■ THINGS TO DO ■
• a. Decide whether each statement agrees with the discussion about regional seats below. Answer yes or no for each, and quote the words from the discussion that settle it.
(i) Anass Sedrati sees geography as the most critical point for diversity.
(ii) Qgil-WMF asks for the proposal to be written in the first person.
(iii) Anass Sedrati supports the Quotas idea in its current formulation.
• b. In the discussion about regional seats below, on which page does Qgil-WMF ask Anass Sedrati to publish the proposal?

■ GIVEN TEXT ■
════════════════════

If you do, then we should discuss how to make your point visible. One idea could be to add a mention at the top of "Summary of ongoing feedback". People checking the Quotas page would see the link to the Regional Seats idea. We can also think how to make it very visible in the Quotas talk page. Maybe the discussion itself could start/continue in the Quotas Talk page itself, with a possibility of spinning it off if it catches a lot of feedback. What do you think? Qgil-WMF (talk) 20:31, 2 February 2021 (UTC)[reply]
Dear Quim, thank you for your answer and good summarization. Yes you caught the point very well. I do think that mentioning "quotas" as an alternative is too broad, and can be subject to all sorts of interpretations. It is also an idea that is rather easy to criticize (as I am not supportive of its general tone either).
So yes, you understood my formulation well, and it is that I suggest to address a specific point, which is geography, and have it as a separate point (as I believe it is the most critical point coming to diversity, if we see the history of the composition of the community seats). If we keep it within the quota page, this would seem like an "endorsement" or an "add-on" to the idea, while it is not (I have myself written that I am against it in its current formulation). If possible, I would go with both alternatives (having it mentioned in the summary, and also linked at the quota page). I know that other people can come with close ideas (such as a seat for underrepresented communities/minority languages), so if this grows and gets interest, maybe we can have a separate discussion for these threads/alternatives? Best -- Anass Sedrati (talk) 21:03, 2 February 2021 (UTC)[reply]
@Anass Sedrati Alright, this makes sense. Let us finish this long day of office hours, sleep a bit, and discuss tomorrow in our team how we can best accommodate for this idea (and others to come). In any case, have no doubt that in our conversations with projects and affiliates we will add the specific aspect of regional seats to the list of ideas to consider. Qgil-WMF (talk) 21:11, 2 February 2021 (UTC)[reply]
@Anass Sedrati Can you publish your proposal at Wikimedia Foundation Board of Trustees/Call for feedback: Community Board seats/Regional seats using a neutral style, please? Basically rephrasing sentences written in first person and avoiding personal judgement of other ideas. It is useful to say that this idea about regional seats doesn't endorse the other idea proposed about quotas in general. I guess you understand what I mean, and we can polish the text just by editing it if needed. Once we are all happy about the text, we will link it from places. I am watching the page and I will try to respond as soon as possible. Feel free to ping me on chat for quicker response. Qgil-WMF (talk) 11:23, 4 February 2021 (UTC)[reply]
Hello Qgil and sorry for my late answer. I just saw that you sent two messages in that matter. I will do what you suggest and publish the proposal at the suggested page. You should see a text there in few minutes. Thank you for the help :) -- Anass Sedrati (talk) 10:53, 5 February 2021 (UTC)[reply]
@Anass Sedrati See the Regional seats page, now linked from different places. I have edited the mention to the Quotas page because it implied that it is a final idea that is broad and with an unclear scope. The Quotas page aims to start a conversation, and it is broad precisely to not limit the conversation from the start. I have done my best keeping your intention of clearly statement that this suggestions doesn't imply an endorsement of the idea of quotas in general.

════════════════════

■ RECORDS PROVIDED ■

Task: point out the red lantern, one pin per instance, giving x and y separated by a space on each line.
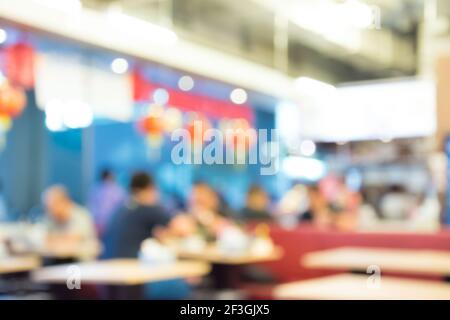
244 136
12 100
19 64
151 125
197 128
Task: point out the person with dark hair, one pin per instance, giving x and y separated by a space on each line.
207 210
105 198
3 208
140 218
256 206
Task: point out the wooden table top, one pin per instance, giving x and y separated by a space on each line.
429 262
213 255
121 272
19 264
355 287
63 251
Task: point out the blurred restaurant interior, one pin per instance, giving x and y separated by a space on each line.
224 149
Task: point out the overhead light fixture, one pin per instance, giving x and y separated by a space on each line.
132 26
119 65
307 148
312 86
186 83
238 96
3 36
303 168
68 6
63 115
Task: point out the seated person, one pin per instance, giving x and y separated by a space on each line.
140 218
257 204
207 212
69 226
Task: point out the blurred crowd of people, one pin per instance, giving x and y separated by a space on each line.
124 220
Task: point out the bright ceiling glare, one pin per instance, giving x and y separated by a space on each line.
141 29
68 6
307 148
238 96
3 36
186 83
119 66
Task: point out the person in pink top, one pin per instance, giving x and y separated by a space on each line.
105 198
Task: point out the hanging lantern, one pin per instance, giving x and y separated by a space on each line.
12 100
19 65
197 127
243 136
152 126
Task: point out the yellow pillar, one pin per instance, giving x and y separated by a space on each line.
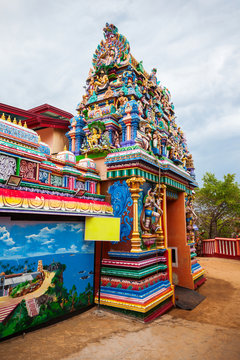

════════════════════

■ RESPONSES TO THE EXERCISE ■
• a.
(i) Yes: "a specific point, which is geography, and have it as a separate point (as I believe it is the most critical point coming to diversity"
(ii) No: "Basically rephrasing sentences written in first person and avoiding personal judgement of other ideas."
(iii) No: "I have myself written that I am against it in its current formulation"

• b. Wikimedia Foundation Board of Trustees/Call for feedback: Community Board seats/Regional seats